* **Material to process**:
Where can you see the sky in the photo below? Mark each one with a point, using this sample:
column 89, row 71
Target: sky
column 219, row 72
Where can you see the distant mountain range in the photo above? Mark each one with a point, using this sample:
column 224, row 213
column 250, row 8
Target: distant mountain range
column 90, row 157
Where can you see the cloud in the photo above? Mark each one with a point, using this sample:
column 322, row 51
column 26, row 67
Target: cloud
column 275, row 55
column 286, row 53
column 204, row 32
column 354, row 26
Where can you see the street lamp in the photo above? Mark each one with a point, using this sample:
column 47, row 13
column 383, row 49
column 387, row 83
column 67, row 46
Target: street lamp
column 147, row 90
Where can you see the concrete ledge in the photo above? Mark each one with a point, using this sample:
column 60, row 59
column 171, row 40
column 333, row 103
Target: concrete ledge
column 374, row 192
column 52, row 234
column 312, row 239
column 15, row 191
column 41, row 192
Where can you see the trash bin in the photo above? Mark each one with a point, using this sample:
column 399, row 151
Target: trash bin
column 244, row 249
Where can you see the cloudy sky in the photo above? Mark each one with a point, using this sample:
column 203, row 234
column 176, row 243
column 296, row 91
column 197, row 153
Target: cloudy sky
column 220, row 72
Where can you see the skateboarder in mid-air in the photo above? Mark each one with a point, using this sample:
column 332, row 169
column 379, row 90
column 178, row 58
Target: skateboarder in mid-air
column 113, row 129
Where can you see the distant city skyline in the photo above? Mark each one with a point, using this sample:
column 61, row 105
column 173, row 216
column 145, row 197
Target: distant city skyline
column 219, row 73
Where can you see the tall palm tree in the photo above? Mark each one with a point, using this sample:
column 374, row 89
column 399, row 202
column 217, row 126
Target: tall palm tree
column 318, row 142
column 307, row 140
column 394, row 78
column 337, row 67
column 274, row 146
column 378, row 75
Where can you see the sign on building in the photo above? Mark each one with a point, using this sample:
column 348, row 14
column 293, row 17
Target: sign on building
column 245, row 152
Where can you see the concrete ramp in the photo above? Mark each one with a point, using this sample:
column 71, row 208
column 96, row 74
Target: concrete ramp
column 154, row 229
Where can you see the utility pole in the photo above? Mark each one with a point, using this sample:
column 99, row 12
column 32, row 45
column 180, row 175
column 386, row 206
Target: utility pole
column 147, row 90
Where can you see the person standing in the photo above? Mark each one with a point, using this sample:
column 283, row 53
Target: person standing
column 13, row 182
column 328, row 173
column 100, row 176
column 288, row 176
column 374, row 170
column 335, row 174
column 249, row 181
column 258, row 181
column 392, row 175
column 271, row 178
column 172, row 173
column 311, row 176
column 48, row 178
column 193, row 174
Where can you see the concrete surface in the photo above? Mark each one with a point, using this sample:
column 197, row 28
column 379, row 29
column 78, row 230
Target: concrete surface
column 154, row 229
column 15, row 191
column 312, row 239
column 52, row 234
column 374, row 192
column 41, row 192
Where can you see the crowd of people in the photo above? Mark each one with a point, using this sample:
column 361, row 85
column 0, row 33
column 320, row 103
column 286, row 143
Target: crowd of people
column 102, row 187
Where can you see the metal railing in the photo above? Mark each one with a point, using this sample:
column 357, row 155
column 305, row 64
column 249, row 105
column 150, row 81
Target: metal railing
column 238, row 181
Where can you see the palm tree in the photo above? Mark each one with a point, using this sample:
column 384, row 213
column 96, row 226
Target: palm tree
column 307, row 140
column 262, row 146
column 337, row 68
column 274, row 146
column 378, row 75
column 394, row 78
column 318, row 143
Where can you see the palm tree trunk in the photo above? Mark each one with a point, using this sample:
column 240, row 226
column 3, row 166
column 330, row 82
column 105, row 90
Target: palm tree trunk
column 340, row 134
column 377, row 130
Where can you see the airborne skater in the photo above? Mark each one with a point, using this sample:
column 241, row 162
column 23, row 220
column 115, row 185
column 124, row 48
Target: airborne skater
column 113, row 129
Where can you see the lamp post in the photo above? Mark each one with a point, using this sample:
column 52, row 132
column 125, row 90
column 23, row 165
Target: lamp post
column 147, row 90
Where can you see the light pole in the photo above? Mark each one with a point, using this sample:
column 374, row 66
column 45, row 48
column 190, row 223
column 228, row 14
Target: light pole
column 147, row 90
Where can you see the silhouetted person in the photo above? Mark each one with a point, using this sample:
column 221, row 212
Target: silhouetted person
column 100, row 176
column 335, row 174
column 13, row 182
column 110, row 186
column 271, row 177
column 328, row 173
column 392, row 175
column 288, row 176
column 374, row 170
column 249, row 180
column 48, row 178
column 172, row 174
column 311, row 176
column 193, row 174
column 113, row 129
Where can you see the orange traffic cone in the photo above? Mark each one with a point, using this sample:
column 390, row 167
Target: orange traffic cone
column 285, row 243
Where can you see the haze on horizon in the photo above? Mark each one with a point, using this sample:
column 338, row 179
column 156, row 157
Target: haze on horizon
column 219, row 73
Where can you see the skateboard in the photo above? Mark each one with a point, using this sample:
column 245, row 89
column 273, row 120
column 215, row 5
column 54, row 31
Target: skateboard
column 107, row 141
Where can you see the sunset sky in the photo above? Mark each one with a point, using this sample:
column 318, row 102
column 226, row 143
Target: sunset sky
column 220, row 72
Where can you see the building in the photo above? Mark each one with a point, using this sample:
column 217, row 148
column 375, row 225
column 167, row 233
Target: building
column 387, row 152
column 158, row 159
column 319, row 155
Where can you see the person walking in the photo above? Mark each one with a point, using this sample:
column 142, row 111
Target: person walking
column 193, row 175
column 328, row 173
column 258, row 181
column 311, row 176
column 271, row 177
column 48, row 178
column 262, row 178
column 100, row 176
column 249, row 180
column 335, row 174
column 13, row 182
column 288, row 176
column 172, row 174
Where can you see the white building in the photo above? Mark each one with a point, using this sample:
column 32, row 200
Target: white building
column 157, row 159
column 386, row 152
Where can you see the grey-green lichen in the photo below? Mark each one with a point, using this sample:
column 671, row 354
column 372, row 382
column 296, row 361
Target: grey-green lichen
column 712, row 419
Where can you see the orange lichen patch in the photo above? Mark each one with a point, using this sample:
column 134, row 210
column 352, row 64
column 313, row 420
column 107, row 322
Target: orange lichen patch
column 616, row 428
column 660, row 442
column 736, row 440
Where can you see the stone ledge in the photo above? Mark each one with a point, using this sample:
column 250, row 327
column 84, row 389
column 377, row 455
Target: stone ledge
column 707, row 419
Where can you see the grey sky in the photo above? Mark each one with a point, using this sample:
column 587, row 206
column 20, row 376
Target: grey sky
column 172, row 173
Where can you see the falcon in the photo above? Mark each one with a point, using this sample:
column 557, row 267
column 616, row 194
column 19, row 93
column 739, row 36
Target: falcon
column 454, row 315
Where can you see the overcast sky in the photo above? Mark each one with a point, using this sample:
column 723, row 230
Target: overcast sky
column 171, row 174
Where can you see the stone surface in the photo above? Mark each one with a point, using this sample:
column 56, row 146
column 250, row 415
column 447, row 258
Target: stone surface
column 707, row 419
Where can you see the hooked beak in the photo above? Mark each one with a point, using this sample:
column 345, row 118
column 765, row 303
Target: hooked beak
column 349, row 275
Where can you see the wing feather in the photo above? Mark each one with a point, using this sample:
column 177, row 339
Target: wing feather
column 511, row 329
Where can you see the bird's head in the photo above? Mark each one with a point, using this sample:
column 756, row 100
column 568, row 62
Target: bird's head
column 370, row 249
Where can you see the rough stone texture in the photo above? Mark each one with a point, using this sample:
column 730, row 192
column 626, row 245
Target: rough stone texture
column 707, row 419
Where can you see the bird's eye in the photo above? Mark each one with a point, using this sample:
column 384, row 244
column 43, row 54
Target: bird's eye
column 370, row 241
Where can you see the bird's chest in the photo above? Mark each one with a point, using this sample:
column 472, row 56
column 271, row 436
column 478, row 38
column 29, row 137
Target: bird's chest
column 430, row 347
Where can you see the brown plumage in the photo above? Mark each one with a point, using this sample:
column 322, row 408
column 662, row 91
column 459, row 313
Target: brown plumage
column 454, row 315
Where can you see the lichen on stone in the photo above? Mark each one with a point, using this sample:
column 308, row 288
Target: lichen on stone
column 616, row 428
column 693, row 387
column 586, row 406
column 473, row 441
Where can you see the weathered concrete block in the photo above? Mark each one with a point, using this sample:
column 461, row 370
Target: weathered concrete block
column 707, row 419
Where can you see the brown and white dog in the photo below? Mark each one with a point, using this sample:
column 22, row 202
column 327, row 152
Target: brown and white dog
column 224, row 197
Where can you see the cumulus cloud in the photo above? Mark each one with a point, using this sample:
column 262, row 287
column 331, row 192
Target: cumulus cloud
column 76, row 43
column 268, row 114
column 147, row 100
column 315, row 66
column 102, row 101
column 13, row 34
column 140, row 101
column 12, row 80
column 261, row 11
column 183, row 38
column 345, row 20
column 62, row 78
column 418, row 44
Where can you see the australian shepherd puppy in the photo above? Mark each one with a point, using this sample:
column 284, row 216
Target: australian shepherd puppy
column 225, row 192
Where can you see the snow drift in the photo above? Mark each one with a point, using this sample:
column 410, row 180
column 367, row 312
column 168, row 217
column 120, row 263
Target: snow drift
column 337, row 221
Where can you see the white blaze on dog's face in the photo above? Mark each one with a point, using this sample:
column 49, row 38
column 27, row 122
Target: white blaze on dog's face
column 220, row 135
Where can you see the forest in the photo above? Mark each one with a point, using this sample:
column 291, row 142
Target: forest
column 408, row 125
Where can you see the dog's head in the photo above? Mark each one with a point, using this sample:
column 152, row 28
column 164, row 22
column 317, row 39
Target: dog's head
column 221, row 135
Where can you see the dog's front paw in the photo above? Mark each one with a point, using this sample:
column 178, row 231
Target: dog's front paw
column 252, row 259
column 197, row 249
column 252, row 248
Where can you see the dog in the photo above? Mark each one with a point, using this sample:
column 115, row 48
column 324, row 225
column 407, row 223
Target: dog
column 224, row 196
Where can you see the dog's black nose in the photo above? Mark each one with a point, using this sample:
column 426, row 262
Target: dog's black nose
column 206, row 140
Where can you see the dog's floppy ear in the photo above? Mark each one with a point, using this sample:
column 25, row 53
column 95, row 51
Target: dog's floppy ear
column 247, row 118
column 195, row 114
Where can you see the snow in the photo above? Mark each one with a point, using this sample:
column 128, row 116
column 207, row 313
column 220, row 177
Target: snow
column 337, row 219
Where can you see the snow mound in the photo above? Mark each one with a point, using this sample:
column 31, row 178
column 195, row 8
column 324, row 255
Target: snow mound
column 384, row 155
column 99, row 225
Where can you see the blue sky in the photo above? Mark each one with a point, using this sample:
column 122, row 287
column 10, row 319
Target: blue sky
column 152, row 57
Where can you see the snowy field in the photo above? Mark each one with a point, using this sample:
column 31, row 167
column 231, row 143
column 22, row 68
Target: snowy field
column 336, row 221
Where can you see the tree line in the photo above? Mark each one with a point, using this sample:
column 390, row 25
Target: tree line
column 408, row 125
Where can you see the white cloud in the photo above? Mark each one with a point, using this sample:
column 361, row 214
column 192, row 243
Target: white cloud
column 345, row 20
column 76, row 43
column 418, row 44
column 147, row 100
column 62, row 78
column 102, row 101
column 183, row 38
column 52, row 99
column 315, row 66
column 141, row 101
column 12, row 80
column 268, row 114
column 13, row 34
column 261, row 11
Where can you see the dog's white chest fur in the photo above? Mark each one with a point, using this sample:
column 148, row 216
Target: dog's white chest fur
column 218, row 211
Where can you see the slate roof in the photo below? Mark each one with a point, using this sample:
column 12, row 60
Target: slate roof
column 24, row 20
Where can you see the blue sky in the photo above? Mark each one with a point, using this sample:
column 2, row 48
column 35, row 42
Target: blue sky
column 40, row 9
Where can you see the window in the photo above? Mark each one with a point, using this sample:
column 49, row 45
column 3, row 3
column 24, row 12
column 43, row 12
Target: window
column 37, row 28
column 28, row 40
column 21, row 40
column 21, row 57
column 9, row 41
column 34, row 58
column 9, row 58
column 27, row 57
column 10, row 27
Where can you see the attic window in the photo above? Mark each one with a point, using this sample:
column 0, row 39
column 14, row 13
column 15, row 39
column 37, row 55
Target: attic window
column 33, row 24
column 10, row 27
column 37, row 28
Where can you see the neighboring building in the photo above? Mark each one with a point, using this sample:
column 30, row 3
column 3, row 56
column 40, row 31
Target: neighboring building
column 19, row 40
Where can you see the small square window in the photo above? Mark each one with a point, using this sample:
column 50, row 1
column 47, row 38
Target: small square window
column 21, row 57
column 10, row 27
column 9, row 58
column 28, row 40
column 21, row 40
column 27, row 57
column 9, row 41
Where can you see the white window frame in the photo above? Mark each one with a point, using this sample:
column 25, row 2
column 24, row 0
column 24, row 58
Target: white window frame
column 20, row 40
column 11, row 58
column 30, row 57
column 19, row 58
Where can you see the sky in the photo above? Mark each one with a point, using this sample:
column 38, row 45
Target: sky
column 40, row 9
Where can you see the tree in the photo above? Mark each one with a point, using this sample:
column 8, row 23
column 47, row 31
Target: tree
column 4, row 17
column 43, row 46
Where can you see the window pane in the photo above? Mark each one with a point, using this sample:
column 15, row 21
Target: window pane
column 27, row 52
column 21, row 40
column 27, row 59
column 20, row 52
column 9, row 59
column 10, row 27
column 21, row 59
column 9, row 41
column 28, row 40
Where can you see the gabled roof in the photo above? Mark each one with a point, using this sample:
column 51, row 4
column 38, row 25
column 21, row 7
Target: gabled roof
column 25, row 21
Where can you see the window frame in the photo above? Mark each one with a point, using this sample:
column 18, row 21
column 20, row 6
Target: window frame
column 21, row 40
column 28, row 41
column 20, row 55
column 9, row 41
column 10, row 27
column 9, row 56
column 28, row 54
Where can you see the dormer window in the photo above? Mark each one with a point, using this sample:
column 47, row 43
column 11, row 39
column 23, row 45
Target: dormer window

* **Written problem**: Substitute "rock surface" for "stone surface" in the data between the lines holding "Where can you see the falcon" and "column 473, row 441", inclusive. Return only those lines, with everything else unchanged.

* **Task output**:
Where can you see the falcon in the photo above? Mark each one with a point, using this sample:
column 557, row 267
column 616, row 194
column 19, row 93
column 739, row 36
Target: falcon
column 454, row 315
Where can you see the overcast sky in the photo above? Mark each one with a point, using this sample:
column 723, row 230
Target: overcast sky
column 171, row 174
Where can you see the rock surface in the photo above? Mark each one with a point, using this sample:
column 56, row 146
column 250, row 415
column 447, row 258
Target: rock surface
column 707, row 419
Where can you see the hooked beak in the photo above? Mark each one with a point, using this sample:
column 345, row 118
column 765, row 303
Target: hooked beak
column 349, row 275
Where can you see the wing feather in the photo above? Mark each one with a point, using this sample:
column 177, row 339
Target: wing feather
column 511, row 329
Where can you see the bird's head in the photo above? Mark each one with a point, using this sample:
column 756, row 100
column 568, row 62
Target: bird's head
column 370, row 249
Where can you see the rough stone texture in the photo above? Mark each one with a point, using this sample:
column 730, row 192
column 626, row 245
Target: rough stone texture
column 707, row 419
Where can you see the bird's eye in the photo above? Mark each one with a point, using this sample:
column 384, row 244
column 43, row 54
Target: bird's eye
column 370, row 241
Where can you see the bird's chest in the photo above? Mark each one with a point, using this sample:
column 472, row 56
column 271, row 436
column 478, row 38
column 29, row 137
Target: bird's chest
column 430, row 347
Where can you see the brown plumage in the photo above? Mark each one with a point, using this sample:
column 322, row 408
column 662, row 91
column 459, row 313
Target: brown plumage
column 454, row 315
Where can you see the lichen on stone in the photo above? Mark each one with a point, using this sample:
column 308, row 288
Target: lichen on stone
column 616, row 428
column 693, row 387
column 586, row 406
column 473, row 441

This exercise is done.